→ WHAT THE EXERCISE ASKS: Whenever the string "blue" appears in a line below, please copy the line out.

-- RECORDED DATA follows --

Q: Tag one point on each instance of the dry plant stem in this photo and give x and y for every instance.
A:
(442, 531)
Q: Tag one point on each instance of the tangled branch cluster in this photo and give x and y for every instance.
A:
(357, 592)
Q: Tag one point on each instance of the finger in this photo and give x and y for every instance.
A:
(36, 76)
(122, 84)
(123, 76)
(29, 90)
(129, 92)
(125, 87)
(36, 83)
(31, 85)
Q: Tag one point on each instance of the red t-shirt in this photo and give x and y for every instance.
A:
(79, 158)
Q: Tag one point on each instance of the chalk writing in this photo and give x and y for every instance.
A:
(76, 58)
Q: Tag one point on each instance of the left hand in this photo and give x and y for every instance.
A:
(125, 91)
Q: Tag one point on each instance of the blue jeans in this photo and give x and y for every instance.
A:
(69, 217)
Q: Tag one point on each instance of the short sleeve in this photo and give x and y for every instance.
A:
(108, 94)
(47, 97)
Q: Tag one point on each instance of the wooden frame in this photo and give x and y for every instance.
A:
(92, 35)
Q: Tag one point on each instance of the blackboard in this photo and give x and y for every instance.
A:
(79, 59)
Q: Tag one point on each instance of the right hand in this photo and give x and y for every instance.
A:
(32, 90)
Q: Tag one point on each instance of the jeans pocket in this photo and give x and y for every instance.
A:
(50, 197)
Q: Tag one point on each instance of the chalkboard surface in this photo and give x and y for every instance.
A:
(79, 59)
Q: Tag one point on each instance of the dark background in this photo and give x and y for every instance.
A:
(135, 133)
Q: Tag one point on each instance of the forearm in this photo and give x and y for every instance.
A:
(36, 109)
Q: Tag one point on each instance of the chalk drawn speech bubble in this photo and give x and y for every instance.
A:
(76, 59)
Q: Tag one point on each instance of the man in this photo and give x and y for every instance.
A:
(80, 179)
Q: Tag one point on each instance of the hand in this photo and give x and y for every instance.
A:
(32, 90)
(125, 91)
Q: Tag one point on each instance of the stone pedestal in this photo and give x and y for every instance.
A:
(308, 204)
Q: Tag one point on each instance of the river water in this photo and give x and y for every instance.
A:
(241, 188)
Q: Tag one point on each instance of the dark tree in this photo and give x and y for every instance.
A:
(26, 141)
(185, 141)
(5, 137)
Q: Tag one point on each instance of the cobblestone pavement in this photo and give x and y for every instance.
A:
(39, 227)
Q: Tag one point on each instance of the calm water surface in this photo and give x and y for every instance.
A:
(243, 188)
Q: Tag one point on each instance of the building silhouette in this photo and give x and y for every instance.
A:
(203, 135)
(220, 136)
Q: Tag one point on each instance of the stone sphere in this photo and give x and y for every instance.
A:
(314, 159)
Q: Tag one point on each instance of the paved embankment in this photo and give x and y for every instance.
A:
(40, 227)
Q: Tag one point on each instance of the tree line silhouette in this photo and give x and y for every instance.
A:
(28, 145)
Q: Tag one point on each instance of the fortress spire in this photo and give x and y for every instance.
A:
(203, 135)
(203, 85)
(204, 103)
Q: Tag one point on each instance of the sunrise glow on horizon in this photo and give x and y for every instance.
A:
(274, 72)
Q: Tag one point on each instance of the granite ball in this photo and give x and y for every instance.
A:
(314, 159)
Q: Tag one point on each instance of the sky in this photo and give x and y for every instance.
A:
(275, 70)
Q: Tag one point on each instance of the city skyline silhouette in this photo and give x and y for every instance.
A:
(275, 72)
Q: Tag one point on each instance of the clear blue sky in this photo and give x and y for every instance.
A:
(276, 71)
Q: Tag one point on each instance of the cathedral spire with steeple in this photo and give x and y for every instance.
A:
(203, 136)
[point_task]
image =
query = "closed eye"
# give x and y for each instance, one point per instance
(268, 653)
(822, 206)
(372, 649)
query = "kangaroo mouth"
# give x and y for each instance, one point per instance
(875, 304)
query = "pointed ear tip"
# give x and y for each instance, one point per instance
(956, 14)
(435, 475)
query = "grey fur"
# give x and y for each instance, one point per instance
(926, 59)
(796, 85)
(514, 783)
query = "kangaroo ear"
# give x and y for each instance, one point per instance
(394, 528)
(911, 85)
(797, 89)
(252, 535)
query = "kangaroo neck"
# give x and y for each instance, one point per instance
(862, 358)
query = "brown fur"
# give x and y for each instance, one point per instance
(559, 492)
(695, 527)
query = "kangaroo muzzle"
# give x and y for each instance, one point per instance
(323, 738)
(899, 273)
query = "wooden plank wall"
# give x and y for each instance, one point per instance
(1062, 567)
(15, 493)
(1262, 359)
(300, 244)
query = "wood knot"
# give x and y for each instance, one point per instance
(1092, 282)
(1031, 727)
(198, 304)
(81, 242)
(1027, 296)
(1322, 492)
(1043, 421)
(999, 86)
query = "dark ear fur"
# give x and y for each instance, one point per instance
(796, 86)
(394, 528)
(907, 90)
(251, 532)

-- RECORDED DATA concluded --

→ FINAL ANSWER:
Q: Tag one point on each instance of the blue jeans in this photo and give x and y for every instance.
Q: Tag one point on each instance of the clear blue sky in this photo and give x and y for every instance.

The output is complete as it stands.